GUIYANG, July 18 (Xinhua) — You Jiajing, a 29-year-old village official, has never regretted his decision of giving up a city job and returning to his hometown which used to be plagued by abject poverty.
“Upending changes have happened in my hometown and everything I did is worthwhile,” said You, who is now the deputy chief of Yinchuan Village in Bijie, southwest China’s Guizhou Province.
As China announced victory over poverty earlier this year, rural areas, particularly those newly rising above poverty, have marched on a new journey toward vitalization. More and more young Chinese born in the 1990s, like You, have returned to their hometowns to work as village officials, leading fellow villagers in building a more prosperous, beautiful, and livable countryside.
“Village officials were usually elected from venerable people,” said Li Hui, Party chief of Yinchuan Village. “Young people yearning for the world outside of the mountains would not consider working as a village official.”
You’s hometown, deep in the mountains, used to be defined by poverty and backwardness. “Going to Guiyang [the capital city], I had to first ride a motorcycle on the narrow rural pathway to the main road where automobiles passed. Then I hitched a ride to the downtown area where there would be buses to the destination,” You recalled.
The ambitious young man worked in a restaurant in Guiyang for four years after graduating from a vocational school. He received a job offer from village officials when he visited his parents at home in 2016.
“I was surprised as I never thought about working in the village where there was not even a computer, and the monthly salary was merely 1,000 yuan (around 155 U.S. dollars),” You said. After learning village officials were planning kiwi fruit and chili pepper cooperatives, he decided to stay.
“We need young people like him. They are well-educated, open-minded, and have gained experience from working in urban areas. They could bring new perspectives and vitalities to rural development,” Li Hui said.

**QUESTIONS ON THE MATERIAL:**
1. Print the stretch of the article about You Jiajing from "The ambitious young" through "home in 2016." word for word.
2. Proceed with the article about You Jiajing's return to his hometown, picking up after its final sentence.
The material after this point comes from a separate source and is not part of the article.

**DATA UNDER STUDY:**
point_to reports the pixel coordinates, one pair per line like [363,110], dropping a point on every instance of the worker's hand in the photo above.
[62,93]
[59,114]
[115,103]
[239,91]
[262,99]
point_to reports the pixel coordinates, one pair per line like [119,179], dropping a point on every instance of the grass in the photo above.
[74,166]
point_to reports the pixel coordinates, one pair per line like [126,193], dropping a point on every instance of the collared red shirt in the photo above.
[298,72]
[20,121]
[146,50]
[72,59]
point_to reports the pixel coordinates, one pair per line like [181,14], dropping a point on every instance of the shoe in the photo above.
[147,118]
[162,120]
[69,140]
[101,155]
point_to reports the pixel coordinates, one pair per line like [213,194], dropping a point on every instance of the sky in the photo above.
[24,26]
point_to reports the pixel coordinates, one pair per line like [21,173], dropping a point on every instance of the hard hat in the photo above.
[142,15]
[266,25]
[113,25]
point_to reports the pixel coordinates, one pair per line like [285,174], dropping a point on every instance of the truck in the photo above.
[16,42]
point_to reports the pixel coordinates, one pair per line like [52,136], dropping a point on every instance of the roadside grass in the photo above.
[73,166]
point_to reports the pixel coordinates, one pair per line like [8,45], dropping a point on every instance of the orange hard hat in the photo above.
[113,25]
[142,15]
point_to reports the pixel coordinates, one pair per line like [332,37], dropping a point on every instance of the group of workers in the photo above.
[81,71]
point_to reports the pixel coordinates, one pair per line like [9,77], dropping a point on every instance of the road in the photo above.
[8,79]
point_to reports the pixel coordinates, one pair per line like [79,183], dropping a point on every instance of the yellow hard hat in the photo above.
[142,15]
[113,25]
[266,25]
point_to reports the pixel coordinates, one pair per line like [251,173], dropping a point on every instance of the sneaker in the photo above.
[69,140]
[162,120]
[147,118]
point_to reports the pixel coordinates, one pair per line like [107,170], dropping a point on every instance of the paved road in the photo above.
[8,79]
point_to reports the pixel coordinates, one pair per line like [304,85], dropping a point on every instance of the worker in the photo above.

**ANSWERS:**
1.
The ambitious young man worked in a restaurant in Guiyang for four years after graduating from a vocational school. He received a job offer from village officials when he visited his parents at home in 2016.

2.
You started as an assistant to the village chief and learned how to manage village affairs. In March 2017, he ran for village elections and was elected deputy village chief. During the fight against poverty, his job was to ensure impoverished households’ access to safe housing. After the village escaped abject poverty, he turned his focus to fostering agricultural businesses and building beautiful countryside.
He is now on the management team for the village cooperative of chili pepper growing and has a tight daily schedule. Apart from matching villagers with jobs in the cooperative, he helps explore sales channels, arrange shipments, and organize training sessions on farming skills, among other tasks.
Years into working in the village, You gradually learned the secrets of dealing with fellow villagers. “You need to be patient, pragmatic, and see things from their side,” he said.
You said he also learned a lot from officials stationed in the village to fight poverty. “Thanks to them, young village officials like me have many effective ways and practices to follow in handling village affairs, even when they leave,” You said.
Yinchuan Village has taken on a new look. Residents now live in new, spacious and well-furnished houses and have job opportunities on their doorstep.
“It’s a life I never imagined,” said You. “Every day of my life is fulfilling. With all these unimaginable changes having already happened, I’m dreaming even bigger.”